Data rows:
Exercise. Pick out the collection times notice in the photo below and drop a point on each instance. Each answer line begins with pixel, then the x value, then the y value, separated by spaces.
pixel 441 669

--

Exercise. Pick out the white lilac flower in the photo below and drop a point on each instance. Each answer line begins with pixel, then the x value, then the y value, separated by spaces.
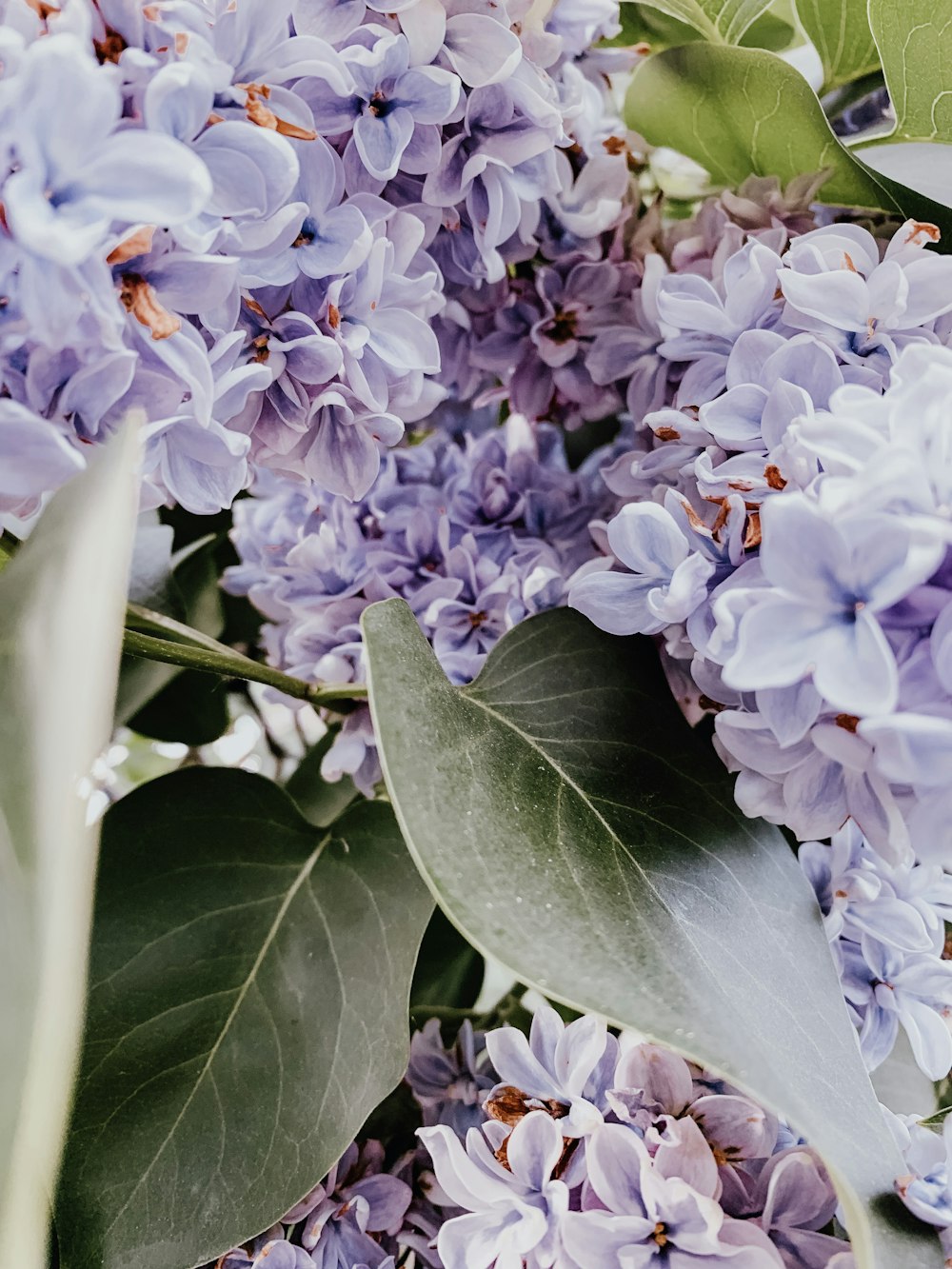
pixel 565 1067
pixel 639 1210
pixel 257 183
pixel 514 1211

Goal: Output everything from the line containing "Exercise. Pick out the collection" down to the line containing "pixel 441 669", both lines included, exactly as they appear.

Answer to the problem:
Exercise. Pick out the collection times notice in the photo below and drop a point on each instance. Each answer line begins with pixel, then the x value, then the y value, separated by spaces.
pixel 441 669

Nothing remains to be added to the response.